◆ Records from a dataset
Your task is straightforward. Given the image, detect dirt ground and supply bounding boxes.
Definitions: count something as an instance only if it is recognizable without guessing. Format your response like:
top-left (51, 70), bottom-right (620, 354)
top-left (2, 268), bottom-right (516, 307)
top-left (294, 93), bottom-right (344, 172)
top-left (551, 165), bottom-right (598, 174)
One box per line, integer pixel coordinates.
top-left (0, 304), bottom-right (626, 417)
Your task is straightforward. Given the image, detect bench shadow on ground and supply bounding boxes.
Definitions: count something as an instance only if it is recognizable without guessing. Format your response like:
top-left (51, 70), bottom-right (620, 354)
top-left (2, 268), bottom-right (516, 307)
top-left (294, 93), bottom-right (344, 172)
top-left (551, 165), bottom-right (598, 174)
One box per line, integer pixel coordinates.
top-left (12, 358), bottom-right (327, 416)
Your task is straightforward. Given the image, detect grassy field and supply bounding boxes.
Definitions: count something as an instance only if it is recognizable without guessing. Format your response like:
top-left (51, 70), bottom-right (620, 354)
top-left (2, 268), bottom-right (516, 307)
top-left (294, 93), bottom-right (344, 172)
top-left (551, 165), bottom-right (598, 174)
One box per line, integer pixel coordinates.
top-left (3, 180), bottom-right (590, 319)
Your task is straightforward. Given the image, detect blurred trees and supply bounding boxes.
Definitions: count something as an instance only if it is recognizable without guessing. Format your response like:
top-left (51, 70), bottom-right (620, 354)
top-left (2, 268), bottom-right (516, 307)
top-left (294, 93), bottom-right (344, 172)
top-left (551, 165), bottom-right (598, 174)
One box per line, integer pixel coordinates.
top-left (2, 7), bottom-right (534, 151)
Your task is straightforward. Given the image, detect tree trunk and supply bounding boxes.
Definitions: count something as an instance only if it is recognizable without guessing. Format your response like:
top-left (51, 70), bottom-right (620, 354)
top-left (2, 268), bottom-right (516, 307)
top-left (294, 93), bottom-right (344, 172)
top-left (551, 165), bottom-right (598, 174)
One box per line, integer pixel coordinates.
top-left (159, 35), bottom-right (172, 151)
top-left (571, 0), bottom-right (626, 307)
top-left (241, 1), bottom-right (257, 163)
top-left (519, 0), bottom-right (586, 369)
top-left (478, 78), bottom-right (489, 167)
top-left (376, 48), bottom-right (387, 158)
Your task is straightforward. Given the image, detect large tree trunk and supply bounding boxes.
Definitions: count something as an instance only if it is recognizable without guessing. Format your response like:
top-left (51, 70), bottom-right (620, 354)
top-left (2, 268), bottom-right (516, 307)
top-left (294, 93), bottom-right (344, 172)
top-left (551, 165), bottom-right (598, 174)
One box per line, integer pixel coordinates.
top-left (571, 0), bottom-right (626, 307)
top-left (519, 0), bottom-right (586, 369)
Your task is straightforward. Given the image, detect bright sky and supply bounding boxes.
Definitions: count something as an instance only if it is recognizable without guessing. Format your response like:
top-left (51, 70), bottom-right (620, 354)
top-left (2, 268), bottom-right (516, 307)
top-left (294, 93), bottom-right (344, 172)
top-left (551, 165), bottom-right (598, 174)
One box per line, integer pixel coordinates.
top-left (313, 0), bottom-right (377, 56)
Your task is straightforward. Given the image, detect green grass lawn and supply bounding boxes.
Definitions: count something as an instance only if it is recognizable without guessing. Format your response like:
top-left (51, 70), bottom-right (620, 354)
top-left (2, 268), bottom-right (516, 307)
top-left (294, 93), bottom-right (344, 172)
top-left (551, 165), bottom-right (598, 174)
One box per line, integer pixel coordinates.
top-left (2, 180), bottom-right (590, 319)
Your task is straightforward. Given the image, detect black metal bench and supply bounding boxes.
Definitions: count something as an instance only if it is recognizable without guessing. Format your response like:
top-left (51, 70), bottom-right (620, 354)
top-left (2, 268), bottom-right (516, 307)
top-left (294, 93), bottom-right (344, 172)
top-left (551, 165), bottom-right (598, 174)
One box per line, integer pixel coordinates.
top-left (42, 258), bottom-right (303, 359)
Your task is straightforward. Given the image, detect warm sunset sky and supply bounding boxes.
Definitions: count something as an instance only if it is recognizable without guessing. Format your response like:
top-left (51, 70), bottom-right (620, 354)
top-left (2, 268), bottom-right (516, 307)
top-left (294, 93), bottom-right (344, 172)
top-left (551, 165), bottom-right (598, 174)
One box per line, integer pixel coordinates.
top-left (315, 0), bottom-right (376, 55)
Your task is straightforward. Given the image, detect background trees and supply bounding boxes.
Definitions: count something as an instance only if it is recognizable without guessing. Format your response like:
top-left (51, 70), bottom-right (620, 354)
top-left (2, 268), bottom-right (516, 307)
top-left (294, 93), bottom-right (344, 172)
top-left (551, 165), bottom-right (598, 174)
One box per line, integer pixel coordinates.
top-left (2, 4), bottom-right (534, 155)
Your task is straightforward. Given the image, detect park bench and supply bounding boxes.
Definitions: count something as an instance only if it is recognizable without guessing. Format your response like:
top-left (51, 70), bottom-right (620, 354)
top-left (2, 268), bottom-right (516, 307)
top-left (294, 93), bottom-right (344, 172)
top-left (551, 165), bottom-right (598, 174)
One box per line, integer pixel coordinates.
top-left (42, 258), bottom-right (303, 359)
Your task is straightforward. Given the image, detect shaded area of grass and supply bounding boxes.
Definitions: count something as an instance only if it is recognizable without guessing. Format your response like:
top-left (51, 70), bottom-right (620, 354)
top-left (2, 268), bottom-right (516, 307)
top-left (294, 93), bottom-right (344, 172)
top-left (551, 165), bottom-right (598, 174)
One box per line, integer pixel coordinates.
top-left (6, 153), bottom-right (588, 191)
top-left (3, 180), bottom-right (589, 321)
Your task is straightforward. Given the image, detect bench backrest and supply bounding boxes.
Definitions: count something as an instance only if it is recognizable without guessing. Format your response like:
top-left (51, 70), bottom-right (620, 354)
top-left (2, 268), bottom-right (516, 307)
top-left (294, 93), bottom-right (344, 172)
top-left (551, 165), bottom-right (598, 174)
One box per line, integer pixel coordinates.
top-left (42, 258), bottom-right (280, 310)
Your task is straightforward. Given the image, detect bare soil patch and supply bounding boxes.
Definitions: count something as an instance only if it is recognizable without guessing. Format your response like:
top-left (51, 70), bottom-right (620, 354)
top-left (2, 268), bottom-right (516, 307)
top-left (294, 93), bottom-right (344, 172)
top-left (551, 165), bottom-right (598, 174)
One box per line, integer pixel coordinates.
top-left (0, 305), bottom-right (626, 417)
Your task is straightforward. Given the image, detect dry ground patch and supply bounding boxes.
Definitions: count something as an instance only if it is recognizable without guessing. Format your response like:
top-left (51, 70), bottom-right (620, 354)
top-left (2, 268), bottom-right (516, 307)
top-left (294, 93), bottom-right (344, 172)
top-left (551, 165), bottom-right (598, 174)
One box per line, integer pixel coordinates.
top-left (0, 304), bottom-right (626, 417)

◆ Task goal
Render the lines of the listing from the one containing "backrest and supply bounding boxes." through the end as a Markdown table with two columns, Row and Line, numbering the rows in order and leaving out any blank lines.

◆ Solved exercise
| Row | Line |
|---|---|
| 1 | Your task is straightforward. Given the image, detect bench backrest and supply bounding boxes. |
| 2 | Definitions: count something as an instance only if it is recognizable without guessing. Format your response like: |
| 3 | top-left (51, 70), bottom-right (620, 354) |
| 4 | top-left (2, 268), bottom-right (516, 307) |
| 5 | top-left (294, 93), bottom-right (344, 172) |
| 6 | top-left (551, 165), bottom-right (598, 174) |
| 7 | One box per line, integer pixel coordinates. |
| 8 | top-left (42, 258), bottom-right (280, 310) |
| 9 | Your task is straightforward. Given the image, detect bare soil patch and supply bounding boxes. |
| 10 | Definitions: count something as an instance only if it is recognizable without guessing. Format your response like: |
| 11 | top-left (51, 70), bottom-right (620, 354) |
| 12 | top-left (2, 268), bottom-right (516, 307) |
| 13 | top-left (294, 93), bottom-right (344, 172) |
| 14 | top-left (551, 165), bottom-right (598, 174) |
| 15 | One box per line, integer pixel coordinates. |
| 16 | top-left (0, 305), bottom-right (626, 417) |
| 17 | Your task is straightforward. Given the image, detect dry ground patch and supply bounding boxes. |
| 18 | Definitions: count something as an instance only if it is recognizable without guessing. Format your response like: |
| 19 | top-left (51, 70), bottom-right (620, 354) |
| 20 | top-left (2, 268), bottom-right (516, 307) |
| 21 | top-left (294, 93), bottom-right (344, 172) |
| 22 | top-left (551, 165), bottom-right (598, 174) |
| 23 | One box per line, integer pixel coordinates. |
| 24 | top-left (0, 304), bottom-right (626, 417) |